- **AIM OF THE TASK**: Your answer should be the complete set of entries, transcribed exactly.

+ + + + + + +

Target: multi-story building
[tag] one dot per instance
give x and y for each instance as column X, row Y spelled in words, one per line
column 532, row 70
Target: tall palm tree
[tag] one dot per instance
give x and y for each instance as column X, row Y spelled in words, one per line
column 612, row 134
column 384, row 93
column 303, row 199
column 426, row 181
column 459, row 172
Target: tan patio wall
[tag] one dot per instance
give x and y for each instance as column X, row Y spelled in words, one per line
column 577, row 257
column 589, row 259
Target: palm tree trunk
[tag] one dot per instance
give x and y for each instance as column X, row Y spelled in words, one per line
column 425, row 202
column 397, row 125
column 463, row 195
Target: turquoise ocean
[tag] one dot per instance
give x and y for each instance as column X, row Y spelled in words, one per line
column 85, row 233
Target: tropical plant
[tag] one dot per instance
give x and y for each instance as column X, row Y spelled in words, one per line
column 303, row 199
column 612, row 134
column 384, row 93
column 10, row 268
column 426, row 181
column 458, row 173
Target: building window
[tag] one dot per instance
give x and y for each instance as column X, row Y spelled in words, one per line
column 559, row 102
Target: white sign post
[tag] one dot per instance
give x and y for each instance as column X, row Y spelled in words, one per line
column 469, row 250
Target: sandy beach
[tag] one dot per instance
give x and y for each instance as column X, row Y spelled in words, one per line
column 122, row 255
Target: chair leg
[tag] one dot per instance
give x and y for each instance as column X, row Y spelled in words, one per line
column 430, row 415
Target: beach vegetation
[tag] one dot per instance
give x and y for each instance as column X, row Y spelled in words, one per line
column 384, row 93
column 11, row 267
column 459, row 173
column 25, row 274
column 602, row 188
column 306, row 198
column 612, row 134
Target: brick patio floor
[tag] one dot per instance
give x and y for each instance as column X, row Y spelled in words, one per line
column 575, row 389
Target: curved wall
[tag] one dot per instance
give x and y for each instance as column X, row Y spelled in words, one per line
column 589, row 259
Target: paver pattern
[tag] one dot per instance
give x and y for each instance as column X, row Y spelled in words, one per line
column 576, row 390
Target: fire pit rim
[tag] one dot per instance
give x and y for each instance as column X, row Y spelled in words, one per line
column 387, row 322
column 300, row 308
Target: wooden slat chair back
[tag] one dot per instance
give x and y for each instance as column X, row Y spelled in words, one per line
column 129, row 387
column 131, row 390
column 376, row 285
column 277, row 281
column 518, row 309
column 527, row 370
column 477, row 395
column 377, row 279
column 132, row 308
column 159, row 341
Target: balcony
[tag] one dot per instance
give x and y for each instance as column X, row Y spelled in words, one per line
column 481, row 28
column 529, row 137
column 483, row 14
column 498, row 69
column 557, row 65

+ + + + + + +

- **TASK RESPONSE**:
Target: multi-story building
[tag] one dot per instance
give x and y for each instance as column X, row Y spelled in words, one per line
column 532, row 70
Target: tall palm tree
[tag] one dot per instance
give x and y for each instance as column X, row Y spelled in words, one per line
column 612, row 134
column 384, row 93
column 303, row 199
column 426, row 181
column 459, row 172
Target: tan patio wall
[tag] one dot per instance
give x and y for each instance as column X, row Y spelled in words, one per line
column 577, row 257
column 589, row 259
Target: palm tree trunk
[tag] one dot per instance
give x and y for each instance as column X, row Y spelled in words, one per line
column 425, row 202
column 397, row 125
column 463, row 195
Target: turquoise ocean
[tag] one dot per instance
give x and y for each instance as column X, row Y spelled in words, one per line
column 85, row 233
Target: tropical plant
[tag] one dot per instance
give x and y for each instance as column X, row Y spelled in words, one per line
column 303, row 199
column 612, row 134
column 384, row 93
column 10, row 268
column 426, row 181
column 458, row 173
Target: building window
[tag] one dot per instance
give x and y for each instance as column X, row Y spelled in words, one per line
column 559, row 102
Target: white sign post
[tag] one dot per instance
give x and y for each instance as column X, row Y spelled in words, one per line
column 469, row 250
Target: sandy beach
[tag] one dot per instance
give x and y for each instance as column X, row Y spelled in words, one per line
column 122, row 255
Target: chair leg
[tag] one dot per instance
give x and y for each instance as column X, row Y spelled in words, one per line
column 430, row 415
Target: beach vegetation
[tag] one dot per instance
give x and y for each instance as column X, row Y spelled in words, one per line
column 384, row 93
column 11, row 267
column 459, row 173
column 25, row 274
column 602, row 188
column 306, row 198
column 612, row 134
Target: brick patio floor
[tag] one dot per instance
give x and y for each instance as column X, row Y spelled in words, one per line
column 575, row 389
Target: curved wall
[tag] one dot per instance
give x and y for each instance as column X, row Y spelled in words, one per line
column 589, row 259
Target: paver pattern
[tag] one dot per instance
give x and y for each instance as column X, row Y spelled in words, one per line
column 576, row 390
Target: fire pit rim
[tag] one dot per instance
give x and y for each instance as column X, row Y spelled in words, one per line
column 387, row 322
column 300, row 308
Target: wooden slat chair back
[tag] one dot per instance
give x and y for each instance as column X, row Y spelled in words, one per line
column 129, row 387
column 131, row 390
column 376, row 285
column 277, row 281
column 518, row 309
column 527, row 370
column 477, row 395
column 377, row 279
column 132, row 308
column 159, row 341
Target: balcony
[tag] one dot per instance
give x and y for each instance as column X, row Y spelled in words, one per line
column 481, row 28
column 529, row 137
column 483, row 14
column 498, row 69
column 557, row 65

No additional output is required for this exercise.